## WHAT YOU ARE ASKED TO DO
According to the report on TSA airport screenings, how many passengers did TSA screen at checkpoints nationwide during the week of Monday, Oct. 12, through Sunday, Oct. 18?

## PASSAGE SHOWN
More people flew in the U.S. over the weekend of Oct. 16-18 than at any other point in the COVID-19 pandemic, the Transportation Security Administration said Monday.
The TSA crossed a long-awaited threshold Sunday, screening 1 million passengers at airport checkpoints for the first time since March 17, spokesperson Lisa Farbstein said in a release.
That wasn't the only new record: TSA also screened 6.1 million passengers at checkpoints nationwide during the week (Monday, Oct. 12, through Sunday, Oct. 18), its highest weekly number since the start of the pandemic.
"Although passenger volumes remain well below pre-pandemic levels, the one million single-day passenger volume is a noteworthy development that follows significant TSA checkpoint modifications in response to the COVID-19 outbreak," Farbstein said, referencing precautions such as plexiglass barriers and having passengers screen their own travel documents.
However, those numbers could prove to be short-lived if current COVID-19 trends continue and the White House and Congress fail to reach a deal on a new stimulus package to help keep airlines afloat.

Records from a collection

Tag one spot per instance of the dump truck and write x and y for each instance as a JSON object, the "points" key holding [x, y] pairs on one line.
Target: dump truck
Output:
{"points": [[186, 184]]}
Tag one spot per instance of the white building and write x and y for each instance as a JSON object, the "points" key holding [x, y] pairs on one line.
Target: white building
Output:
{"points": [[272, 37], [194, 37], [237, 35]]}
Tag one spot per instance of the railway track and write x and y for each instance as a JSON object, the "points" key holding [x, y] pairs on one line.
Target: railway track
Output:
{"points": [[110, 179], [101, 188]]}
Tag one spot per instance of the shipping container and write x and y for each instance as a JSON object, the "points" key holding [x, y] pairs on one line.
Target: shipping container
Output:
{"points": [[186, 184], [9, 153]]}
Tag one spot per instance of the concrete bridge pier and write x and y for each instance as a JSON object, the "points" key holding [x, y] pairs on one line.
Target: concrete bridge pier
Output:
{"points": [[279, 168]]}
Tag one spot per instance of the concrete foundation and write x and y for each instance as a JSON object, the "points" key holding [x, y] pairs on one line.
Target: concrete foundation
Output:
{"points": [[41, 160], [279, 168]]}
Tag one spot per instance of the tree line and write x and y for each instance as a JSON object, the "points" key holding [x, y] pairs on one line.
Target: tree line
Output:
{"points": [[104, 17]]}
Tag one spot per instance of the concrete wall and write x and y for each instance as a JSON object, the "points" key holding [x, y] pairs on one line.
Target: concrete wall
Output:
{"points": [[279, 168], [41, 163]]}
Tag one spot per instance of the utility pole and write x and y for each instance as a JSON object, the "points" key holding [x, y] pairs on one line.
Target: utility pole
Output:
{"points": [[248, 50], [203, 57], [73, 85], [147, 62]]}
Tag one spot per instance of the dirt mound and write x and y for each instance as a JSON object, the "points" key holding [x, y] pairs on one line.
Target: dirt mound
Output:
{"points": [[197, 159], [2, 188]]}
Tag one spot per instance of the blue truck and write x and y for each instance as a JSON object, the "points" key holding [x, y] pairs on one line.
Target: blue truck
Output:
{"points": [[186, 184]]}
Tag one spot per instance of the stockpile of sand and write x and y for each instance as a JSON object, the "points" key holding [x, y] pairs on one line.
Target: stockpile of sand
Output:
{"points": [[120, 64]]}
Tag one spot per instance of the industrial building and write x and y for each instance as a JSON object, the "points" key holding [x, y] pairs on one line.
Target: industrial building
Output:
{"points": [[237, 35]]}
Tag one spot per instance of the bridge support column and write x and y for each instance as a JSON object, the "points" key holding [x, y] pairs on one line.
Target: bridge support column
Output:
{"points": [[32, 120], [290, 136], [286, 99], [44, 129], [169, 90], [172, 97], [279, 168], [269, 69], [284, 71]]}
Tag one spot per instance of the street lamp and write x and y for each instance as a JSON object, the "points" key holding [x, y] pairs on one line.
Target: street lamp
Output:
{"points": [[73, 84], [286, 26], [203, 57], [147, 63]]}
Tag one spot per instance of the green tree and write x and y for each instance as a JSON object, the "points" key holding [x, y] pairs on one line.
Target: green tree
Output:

## RESPONSE AREA
6.1 million passengers.